-- Document text --
----
W3C home > Mailing lists > Public > public-xg-webid@w3.org > January 2012

Re: rdfa parsing issue -- was: fixed https://foafssl.org/test/WebId

From: Stéphane Corlosquet <scorlosquet@gmail.com>
Date: Fri, 6 Jan 2012 11:57:09 -0500
Message-ID: <CAGR+nnGwJJZt-YYXp-LpBmrb3C7LA5cunz9CtuGiO=f43=N2vQ@mail.gmail.com>
To: Damian Steer <pldms@mac.com>
Cc: Henry Story <henry.story@bblfish.net>, Jürgen Jakobitsch <j.jakobitsch@semantic-web.at>, "public-xg-webid@w3.org XG" <public-xg-webid@w3.org>
On Fri, Jan 6, 2012 at 9:57 AM, Damian Steer <pldms@mac.com> wrote:

> Hi Henry and Jürgen,
>
> On 06/01/12 12:49, Henry Story wrote:
>
> > Shellac's parser parses the xhtml correctly as xhtml in fact, but
> > when the html parser is used it comes to a different conclusion.
>
> Yes, this is becoming a classic issue, and has nothing to do with RDFa
> (although RDFa obscures the issue horribly).
>
> > RDFA 1 is defined in xhtml only I understand, so it is true that we
> > are going beyond what the spec by trying to parse html too. Perhaps
> > this will be a lot simplified with rdfa1.1 which can be made to work
> > with html5.
----
-- Instructions --
A) In the mailing-list message, reproduce the passage that begins at the words "From: Stéphane Corlosquet" and stops after "a different conclusion.".
B) Answer these questions about the mailing-list message:
(i) On what date was the message sent?
(ii) To whom is the message addressed in its To line?
(iii) Which version of RDFa does Henry Story suggest can be made to work with html5?

-- Given data --
----
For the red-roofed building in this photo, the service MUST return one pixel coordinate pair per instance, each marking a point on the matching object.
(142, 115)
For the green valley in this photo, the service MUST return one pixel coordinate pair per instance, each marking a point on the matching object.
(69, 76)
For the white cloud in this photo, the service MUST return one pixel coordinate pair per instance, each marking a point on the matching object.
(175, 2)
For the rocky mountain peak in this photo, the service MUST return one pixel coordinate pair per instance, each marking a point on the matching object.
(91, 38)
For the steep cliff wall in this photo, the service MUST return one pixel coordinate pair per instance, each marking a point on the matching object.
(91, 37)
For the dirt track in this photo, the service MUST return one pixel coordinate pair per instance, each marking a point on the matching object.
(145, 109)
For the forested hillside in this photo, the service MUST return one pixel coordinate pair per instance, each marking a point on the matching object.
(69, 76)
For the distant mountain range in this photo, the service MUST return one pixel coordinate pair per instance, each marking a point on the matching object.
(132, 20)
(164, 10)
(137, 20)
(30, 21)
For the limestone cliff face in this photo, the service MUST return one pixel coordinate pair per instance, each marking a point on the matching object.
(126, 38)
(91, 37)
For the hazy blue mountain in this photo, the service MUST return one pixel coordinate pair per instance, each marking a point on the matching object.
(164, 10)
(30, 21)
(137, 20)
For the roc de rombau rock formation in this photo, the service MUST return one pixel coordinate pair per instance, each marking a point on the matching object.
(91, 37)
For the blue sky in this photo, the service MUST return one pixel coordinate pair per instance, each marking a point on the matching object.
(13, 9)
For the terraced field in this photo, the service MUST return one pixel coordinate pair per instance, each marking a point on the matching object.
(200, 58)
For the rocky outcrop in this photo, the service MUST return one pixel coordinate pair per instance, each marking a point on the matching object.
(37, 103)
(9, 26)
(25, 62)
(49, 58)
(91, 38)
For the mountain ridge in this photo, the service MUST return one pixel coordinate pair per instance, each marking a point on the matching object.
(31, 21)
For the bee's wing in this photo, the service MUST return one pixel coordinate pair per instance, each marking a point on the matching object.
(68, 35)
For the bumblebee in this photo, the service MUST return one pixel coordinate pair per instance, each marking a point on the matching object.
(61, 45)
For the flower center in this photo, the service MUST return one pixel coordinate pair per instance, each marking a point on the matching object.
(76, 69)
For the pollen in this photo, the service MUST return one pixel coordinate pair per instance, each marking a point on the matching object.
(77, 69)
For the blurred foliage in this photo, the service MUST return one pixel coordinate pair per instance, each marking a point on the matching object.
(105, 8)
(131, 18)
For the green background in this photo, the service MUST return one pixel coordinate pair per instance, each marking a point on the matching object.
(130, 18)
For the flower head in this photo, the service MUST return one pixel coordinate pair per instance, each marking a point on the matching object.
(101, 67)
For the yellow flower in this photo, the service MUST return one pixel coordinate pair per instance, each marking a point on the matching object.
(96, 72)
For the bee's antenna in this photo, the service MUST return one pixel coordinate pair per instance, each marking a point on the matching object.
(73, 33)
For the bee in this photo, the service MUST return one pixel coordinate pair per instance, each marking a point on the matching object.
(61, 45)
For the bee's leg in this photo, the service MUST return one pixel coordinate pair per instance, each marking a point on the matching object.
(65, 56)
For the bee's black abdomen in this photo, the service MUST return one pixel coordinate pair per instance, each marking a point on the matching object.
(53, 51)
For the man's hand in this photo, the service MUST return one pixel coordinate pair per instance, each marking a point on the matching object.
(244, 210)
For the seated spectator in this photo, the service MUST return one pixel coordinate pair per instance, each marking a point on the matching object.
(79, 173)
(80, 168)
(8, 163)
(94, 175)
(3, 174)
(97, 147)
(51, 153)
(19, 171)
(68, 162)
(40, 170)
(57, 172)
----
-- Response list --
A)
From: Stéphane Corlosquet <scorlosquet@gmail.com>
Date: Fri, 6 Jan 2012 11:57:09 -0500
Message-ID: <CAGR+nnGwJJZt-YYXp-LpBmrb3C7LA5cunz9CtuGiO=f43=N2vQ@mail.gmail.com>
To: Damian Steer <pldms@mac.com>
Cc: Henry Story <henry.story@bblfish.net>, Jürgen Jakobitsch <j.jakobitsch@semantic-web.at>, "public-xg-webid@w3.org XG" <public-xg-webid@w3.org>
On Fri, Jan 6, 2012 at 9:57 AM, Damian Steer <pldms@mac.com> wrote:

> Hi Henry and Jürgen,
>
> On 06/01/12 12:49, Henry Story wrote:
>
> > Shellac's parser parses the xhtml correctly as xhtml in fact, but
> > when the html parser is used it comes to a different conclusion.

B)
(i) Fri, 6 Jan 2012
(ii) Damian Steer
(iii) RDFa 1.1